Work required >> Extract the complete listing and repeat it word for word.

The input >>
- Opening Delimiter -

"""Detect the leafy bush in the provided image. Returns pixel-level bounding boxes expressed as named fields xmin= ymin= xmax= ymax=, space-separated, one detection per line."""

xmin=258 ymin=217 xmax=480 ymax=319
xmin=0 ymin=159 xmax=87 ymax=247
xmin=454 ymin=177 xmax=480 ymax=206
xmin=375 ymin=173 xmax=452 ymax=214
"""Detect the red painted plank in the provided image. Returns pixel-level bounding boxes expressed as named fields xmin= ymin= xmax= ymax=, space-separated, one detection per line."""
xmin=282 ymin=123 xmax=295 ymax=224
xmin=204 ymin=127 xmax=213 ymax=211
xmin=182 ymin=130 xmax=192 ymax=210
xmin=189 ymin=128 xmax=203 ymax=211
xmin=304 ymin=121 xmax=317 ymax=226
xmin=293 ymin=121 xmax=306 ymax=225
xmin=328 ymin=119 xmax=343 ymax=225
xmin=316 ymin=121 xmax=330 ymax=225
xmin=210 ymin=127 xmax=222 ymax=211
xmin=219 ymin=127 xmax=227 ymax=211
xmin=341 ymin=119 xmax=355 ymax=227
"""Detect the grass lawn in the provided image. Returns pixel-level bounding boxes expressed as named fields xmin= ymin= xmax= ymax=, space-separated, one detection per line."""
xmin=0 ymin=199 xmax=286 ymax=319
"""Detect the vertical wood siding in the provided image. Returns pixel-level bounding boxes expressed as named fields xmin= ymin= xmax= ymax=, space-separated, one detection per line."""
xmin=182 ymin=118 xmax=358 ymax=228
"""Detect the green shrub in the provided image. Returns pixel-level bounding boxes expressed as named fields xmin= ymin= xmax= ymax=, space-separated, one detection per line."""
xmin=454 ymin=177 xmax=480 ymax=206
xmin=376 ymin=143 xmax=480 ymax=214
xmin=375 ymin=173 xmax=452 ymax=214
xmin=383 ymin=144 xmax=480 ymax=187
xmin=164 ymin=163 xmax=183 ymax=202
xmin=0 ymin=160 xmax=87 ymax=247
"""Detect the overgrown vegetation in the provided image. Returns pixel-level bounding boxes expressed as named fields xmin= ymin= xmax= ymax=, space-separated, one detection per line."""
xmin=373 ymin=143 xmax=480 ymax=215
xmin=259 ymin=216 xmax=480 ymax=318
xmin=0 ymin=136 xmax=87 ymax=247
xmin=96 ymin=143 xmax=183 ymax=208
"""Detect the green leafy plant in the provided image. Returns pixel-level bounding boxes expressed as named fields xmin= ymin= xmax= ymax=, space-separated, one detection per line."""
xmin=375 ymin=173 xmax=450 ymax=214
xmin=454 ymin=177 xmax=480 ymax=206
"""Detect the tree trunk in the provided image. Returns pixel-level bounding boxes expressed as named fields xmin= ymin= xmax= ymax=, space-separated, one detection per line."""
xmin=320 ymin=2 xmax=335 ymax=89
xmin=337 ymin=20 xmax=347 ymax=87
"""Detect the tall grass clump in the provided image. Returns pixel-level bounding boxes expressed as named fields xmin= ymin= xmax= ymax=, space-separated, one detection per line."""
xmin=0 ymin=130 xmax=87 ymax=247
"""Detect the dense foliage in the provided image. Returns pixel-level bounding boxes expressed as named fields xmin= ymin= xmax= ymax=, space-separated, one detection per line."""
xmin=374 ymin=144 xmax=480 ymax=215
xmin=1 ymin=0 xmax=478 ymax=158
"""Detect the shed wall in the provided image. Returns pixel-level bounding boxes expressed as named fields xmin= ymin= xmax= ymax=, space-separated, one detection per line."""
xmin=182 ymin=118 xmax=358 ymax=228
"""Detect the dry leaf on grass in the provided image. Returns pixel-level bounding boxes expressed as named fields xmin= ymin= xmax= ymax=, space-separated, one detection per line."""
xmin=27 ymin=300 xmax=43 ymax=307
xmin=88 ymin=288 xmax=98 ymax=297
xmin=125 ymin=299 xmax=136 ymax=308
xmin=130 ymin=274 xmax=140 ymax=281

- Closing Delimiter -

Expected answer >>
"""Detect the leafy bush in the provided image. Returns pixel-level bounding boxes expressed as named fields xmin= ymin= xmax= ymax=, space-separated, one detection per line."""

xmin=258 ymin=217 xmax=480 ymax=319
xmin=0 ymin=159 xmax=87 ymax=247
xmin=454 ymin=177 xmax=480 ymax=206
xmin=375 ymin=173 xmax=452 ymax=214
"""Detect the red painted plank in the provided image. Returns pixel-level bounding boxes expressed as named fields xmin= ymin= xmax= ymax=, space-separated, one detection per line."""
xmin=282 ymin=123 xmax=295 ymax=224
xmin=204 ymin=127 xmax=213 ymax=211
xmin=182 ymin=130 xmax=192 ymax=210
xmin=189 ymin=128 xmax=203 ymax=211
xmin=304 ymin=121 xmax=317 ymax=226
xmin=293 ymin=121 xmax=306 ymax=225
xmin=328 ymin=119 xmax=343 ymax=225
xmin=316 ymin=121 xmax=330 ymax=225
xmin=210 ymin=127 xmax=222 ymax=211
xmin=219 ymin=127 xmax=227 ymax=211
xmin=341 ymin=119 xmax=355 ymax=227
"""Detect the grass lawn in the provided image. Returns pixel-level bounding boxes expressed as named fields xmin= ymin= xmax= ymax=, space-separated, one detection per line."""
xmin=0 ymin=199 xmax=286 ymax=319
"""Detect the vertical wood siding in the provided image. Returns pixel-level bounding boxes expressed as named fields xmin= ymin= xmax= ymax=, space-separated, one detection per line."""
xmin=182 ymin=118 xmax=358 ymax=228
"""Detect the green shrub in the provided image. Returns pixel-level bounding boxes expressed as named fields xmin= ymin= xmax= ymax=, space-separated, one detection per line."""
xmin=454 ymin=177 xmax=480 ymax=206
xmin=376 ymin=143 xmax=480 ymax=214
xmin=375 ymin=173 xmax=452 ymax=214
xmin=383 ymin=144 xmax=480 ymax=187
xmin=164 ymin=163 xmax=183 ymax=202
xmin=0 ymin=160 xmax=87 ymax=247
"""Detect the overgrown vegetation in the provided image. Returns pixel-level bounding boxes expressed as named fields xmin= ymin= xmax= ymax=, space-separated, one detection per line."""
xmin=373 ymin=143 xmax=480 ymax=215
xmin=259 ymin=216 xmax=480 ymax=318
xmin=0 ymin=136 xmax=87 ymax=247
xmin=96 ymin=143 xmax=183 ymax=208
"""Detect the green leafy plant in the provided image. Returns pixel-level bounding boxes expressed as named fields xmin= ymin= xmax= ymax=, space-separated, one detection per line."""
xmin=375 ymin=173 xmax=450 ymax=214
xmin=454 ymin=177 xmax=480 ymax=206
"""Detect the tree trunk in the provided image. Returns pixel-level bounding boxes expressed as named fields xmin= ymin= xmax= ymax=, space-separated, one detection per line."""
xmin=320 ymin=2 xmax=335 ymax=89
xmin=337 ymin=20 xmax=347 ymax=87
"""Detect the tall grass clump in the provided image. Returns pixel-level bounding boxes expressed as named fields xmin= ymin= xmax= ymax=, space-separated, one detection per line."""
xmin=0 ymin=130 xmax=87 ymax=247
"""Detect the dense foliage in the provided image. Returns pixel-level bounding boxes expressed as named fields xmin= ymin= xmax= ymax=, space-separated, one detection per line."""
xmin=374 ymin=144 xmax=480 ymax=215
xmin=1 ymin=0 xmax=478 ymax=158
"""Detect the shed wall in the provided image. Returns pixel-level bounding boxes expressed as named fields xmin= ymin= xmax= ymax=, space-separated, one detection per line."""
xmin=182 ymin=118 xmax=358 ymax=228
"""Detect the dry leaf on grass in the provided image. Returns pixel-level bounding boxes expressed as named fields xmin= ymin= xmax= ymax=, space-separated, one detection per line."""
xmin=27 ymin=300 xmax=43 ymax=307
xmin=88 ymin=288 xmax=98 ymax=297
xmin=125 ymin=299 xmax=136 ymax=308
xmin=130 ymin=274 xmax=140 ymax=281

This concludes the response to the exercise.